ASSIGNMENT: Select the lines of the records containing the word "below" and list them.

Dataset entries

────────────────

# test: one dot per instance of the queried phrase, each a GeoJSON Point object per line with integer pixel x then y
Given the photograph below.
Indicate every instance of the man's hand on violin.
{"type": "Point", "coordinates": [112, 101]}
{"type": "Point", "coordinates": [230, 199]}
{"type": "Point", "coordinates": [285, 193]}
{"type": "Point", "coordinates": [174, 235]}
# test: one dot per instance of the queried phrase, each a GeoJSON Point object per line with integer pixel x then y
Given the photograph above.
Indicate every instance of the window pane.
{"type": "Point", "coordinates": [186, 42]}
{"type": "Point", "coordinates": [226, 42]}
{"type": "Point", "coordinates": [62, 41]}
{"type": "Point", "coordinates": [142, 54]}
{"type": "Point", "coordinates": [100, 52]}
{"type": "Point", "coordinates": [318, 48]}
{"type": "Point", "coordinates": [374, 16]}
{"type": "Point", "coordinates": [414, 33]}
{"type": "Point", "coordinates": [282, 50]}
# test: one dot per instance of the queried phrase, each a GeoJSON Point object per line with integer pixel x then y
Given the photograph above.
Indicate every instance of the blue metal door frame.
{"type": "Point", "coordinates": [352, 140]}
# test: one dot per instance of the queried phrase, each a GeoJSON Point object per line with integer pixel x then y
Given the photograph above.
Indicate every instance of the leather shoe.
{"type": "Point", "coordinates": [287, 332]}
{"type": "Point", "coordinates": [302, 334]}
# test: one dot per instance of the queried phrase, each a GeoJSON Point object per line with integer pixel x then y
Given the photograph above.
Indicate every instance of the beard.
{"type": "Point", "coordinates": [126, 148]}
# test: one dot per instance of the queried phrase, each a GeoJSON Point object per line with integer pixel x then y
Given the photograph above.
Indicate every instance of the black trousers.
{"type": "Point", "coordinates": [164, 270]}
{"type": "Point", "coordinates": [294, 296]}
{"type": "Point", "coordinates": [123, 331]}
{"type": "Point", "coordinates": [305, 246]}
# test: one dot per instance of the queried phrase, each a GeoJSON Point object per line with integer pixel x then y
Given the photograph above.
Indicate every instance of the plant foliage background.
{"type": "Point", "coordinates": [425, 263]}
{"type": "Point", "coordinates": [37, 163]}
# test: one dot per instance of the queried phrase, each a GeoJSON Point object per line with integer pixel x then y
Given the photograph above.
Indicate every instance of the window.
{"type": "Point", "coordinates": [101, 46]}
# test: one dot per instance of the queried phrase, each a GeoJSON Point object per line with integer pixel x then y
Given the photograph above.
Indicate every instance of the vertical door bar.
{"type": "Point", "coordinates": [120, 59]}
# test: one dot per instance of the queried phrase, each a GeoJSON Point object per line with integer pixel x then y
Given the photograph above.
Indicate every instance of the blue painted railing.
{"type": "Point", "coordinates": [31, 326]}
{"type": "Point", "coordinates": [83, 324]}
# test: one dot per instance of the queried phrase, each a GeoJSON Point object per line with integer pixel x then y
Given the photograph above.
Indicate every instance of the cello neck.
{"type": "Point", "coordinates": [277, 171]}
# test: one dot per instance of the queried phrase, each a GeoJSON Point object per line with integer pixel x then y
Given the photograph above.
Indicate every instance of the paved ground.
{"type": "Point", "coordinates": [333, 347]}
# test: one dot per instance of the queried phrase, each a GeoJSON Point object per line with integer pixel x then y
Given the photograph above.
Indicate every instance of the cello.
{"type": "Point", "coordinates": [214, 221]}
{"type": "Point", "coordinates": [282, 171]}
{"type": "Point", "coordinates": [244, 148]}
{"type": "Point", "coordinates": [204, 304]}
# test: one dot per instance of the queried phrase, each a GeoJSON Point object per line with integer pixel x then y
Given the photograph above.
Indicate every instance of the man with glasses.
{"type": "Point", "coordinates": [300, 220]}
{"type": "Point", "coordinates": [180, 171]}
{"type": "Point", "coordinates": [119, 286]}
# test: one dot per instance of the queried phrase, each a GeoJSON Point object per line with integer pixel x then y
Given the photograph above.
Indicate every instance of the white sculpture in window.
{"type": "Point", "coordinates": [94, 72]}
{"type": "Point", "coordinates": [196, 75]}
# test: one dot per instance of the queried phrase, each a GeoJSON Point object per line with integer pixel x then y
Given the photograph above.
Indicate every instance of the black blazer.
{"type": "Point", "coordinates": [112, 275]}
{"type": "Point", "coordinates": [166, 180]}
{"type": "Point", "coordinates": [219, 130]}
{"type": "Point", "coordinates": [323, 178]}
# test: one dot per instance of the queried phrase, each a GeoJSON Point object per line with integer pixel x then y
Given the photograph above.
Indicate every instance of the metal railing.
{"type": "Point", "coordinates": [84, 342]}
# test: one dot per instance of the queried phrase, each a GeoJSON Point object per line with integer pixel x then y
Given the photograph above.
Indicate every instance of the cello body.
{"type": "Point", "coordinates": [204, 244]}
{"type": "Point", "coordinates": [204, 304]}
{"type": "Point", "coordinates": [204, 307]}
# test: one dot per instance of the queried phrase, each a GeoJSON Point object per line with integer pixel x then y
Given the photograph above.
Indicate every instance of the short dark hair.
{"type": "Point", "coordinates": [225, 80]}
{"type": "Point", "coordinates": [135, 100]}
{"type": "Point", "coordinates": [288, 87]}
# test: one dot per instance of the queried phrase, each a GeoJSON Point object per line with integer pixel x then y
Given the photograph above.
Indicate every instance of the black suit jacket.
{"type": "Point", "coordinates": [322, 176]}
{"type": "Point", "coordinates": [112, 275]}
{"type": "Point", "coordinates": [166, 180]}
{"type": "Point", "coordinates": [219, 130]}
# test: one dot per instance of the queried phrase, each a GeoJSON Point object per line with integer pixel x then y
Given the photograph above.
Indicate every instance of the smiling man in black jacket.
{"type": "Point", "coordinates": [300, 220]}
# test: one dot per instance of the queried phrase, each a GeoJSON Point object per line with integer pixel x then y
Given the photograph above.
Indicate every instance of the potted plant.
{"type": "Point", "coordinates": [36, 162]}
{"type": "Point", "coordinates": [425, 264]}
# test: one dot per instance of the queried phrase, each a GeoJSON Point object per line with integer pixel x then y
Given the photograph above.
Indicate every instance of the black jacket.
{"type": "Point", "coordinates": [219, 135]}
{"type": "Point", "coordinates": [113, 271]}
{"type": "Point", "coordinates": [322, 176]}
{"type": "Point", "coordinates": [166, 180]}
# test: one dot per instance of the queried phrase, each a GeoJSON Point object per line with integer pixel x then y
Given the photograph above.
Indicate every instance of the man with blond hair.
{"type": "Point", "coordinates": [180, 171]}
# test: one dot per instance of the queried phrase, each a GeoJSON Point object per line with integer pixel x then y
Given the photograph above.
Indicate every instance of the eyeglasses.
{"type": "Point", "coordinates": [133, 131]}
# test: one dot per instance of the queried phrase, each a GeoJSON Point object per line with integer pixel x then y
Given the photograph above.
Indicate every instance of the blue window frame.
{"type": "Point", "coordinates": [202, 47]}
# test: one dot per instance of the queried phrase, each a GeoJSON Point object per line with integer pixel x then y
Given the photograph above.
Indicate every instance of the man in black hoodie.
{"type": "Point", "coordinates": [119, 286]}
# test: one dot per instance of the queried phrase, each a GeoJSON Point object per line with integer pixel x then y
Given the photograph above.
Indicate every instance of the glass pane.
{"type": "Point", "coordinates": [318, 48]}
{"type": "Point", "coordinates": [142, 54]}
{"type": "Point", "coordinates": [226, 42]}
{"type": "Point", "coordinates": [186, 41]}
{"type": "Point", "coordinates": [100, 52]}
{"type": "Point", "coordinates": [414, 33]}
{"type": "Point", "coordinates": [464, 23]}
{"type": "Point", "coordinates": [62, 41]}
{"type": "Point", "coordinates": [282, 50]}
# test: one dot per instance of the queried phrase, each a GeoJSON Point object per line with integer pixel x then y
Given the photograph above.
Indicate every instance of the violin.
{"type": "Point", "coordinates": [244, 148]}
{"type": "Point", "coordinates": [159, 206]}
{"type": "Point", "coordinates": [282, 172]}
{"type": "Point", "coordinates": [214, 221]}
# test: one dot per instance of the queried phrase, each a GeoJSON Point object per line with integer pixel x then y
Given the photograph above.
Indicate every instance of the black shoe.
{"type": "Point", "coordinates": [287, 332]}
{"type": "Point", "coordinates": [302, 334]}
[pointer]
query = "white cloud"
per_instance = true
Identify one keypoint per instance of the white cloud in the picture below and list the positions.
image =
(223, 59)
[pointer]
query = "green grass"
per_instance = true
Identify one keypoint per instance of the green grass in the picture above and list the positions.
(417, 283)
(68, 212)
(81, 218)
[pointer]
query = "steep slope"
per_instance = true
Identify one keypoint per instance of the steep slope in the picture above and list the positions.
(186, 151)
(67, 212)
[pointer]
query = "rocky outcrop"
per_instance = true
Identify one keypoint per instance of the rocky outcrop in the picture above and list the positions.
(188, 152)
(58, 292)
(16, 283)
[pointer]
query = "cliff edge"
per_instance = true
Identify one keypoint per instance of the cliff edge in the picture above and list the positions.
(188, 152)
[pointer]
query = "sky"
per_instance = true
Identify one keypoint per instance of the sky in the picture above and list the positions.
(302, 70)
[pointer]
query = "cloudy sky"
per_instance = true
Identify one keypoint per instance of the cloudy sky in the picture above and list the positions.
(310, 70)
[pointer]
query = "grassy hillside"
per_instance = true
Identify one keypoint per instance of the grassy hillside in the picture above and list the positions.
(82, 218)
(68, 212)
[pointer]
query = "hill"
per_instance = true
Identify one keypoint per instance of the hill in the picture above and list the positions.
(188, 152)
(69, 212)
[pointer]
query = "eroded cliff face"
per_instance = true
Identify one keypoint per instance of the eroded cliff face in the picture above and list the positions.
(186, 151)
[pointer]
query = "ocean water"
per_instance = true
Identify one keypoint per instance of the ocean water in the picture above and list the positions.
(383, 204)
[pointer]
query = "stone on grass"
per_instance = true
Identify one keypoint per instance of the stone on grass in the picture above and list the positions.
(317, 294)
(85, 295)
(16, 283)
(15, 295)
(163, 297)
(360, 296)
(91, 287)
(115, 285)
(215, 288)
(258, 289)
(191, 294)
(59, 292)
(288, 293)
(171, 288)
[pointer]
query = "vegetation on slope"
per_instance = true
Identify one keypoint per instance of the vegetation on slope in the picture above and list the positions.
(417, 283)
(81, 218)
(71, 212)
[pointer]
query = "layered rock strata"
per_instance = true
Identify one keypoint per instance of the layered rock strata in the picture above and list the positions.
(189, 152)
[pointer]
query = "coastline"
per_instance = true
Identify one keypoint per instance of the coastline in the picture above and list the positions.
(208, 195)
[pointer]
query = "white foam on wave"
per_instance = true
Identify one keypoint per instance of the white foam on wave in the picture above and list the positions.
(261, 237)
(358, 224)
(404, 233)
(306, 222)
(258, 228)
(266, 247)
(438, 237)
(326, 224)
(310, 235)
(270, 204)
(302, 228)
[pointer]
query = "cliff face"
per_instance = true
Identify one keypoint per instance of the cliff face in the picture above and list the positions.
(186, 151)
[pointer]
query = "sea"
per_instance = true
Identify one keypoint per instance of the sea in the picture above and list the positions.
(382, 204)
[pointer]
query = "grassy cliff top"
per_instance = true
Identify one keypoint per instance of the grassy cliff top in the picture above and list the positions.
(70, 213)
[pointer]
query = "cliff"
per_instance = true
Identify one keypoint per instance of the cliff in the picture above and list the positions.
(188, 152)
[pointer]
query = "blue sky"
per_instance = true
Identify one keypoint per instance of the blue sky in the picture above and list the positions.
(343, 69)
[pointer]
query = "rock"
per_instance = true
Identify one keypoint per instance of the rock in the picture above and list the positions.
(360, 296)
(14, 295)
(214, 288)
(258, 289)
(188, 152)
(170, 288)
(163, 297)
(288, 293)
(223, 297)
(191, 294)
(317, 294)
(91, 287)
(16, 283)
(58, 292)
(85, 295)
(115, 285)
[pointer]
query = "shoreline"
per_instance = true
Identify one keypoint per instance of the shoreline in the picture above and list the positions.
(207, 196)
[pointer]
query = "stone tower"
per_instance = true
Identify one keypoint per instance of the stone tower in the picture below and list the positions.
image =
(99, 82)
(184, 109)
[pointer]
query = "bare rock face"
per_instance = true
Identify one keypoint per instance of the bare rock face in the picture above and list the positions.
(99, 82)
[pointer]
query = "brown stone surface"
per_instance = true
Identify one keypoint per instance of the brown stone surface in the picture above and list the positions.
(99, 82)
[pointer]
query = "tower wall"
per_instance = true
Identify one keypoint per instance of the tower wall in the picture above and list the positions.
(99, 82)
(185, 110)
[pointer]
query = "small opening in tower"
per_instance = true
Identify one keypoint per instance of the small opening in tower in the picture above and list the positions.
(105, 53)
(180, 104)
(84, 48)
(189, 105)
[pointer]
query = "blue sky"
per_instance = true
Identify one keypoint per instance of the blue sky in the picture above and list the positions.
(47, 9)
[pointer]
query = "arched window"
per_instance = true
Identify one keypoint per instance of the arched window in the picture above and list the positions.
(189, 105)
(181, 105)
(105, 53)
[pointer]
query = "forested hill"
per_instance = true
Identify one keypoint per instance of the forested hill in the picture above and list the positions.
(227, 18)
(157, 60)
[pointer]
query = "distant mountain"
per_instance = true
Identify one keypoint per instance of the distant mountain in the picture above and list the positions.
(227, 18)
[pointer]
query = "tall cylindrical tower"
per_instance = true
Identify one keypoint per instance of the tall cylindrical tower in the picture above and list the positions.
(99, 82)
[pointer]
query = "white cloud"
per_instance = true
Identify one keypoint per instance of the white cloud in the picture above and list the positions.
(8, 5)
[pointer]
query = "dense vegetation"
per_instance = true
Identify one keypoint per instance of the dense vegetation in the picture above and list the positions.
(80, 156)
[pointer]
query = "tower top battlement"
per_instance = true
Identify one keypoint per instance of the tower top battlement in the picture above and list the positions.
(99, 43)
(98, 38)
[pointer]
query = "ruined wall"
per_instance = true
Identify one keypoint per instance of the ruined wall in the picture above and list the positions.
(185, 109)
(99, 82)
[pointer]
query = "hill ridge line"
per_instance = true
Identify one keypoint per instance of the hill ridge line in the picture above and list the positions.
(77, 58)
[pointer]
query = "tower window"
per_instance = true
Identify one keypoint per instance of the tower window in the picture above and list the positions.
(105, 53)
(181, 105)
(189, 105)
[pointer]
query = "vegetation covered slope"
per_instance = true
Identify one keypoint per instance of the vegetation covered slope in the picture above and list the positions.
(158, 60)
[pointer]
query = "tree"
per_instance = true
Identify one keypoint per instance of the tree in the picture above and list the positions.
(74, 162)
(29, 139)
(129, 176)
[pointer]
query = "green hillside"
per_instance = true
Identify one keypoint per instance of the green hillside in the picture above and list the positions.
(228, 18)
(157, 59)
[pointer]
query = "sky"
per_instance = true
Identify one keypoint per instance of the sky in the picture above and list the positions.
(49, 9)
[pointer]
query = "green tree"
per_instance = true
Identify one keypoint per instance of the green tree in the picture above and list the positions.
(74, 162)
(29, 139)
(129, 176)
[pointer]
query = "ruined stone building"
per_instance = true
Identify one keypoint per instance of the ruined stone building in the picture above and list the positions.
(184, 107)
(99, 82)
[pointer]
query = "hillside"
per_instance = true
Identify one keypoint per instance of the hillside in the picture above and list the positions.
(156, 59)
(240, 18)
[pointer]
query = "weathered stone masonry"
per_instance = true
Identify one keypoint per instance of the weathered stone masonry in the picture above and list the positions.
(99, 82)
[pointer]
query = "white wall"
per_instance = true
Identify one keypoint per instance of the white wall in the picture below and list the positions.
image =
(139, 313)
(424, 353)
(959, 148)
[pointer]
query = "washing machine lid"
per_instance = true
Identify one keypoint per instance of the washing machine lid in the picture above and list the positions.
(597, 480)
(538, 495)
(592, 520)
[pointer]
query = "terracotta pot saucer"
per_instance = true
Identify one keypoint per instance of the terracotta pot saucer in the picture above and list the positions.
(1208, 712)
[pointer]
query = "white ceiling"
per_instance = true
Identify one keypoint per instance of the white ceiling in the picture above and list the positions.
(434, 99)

────────────────

OUTPUT FOR THIS EXERCISE:
Given the photograph below.
Identify one keypoint per instance of the white cloud in the picture below and list the positions.
Identify one keypoint per instance of the stone tower in the picture below and list the positions.
Identify one keypoint per instance of the white wall in the picture below and list the positions.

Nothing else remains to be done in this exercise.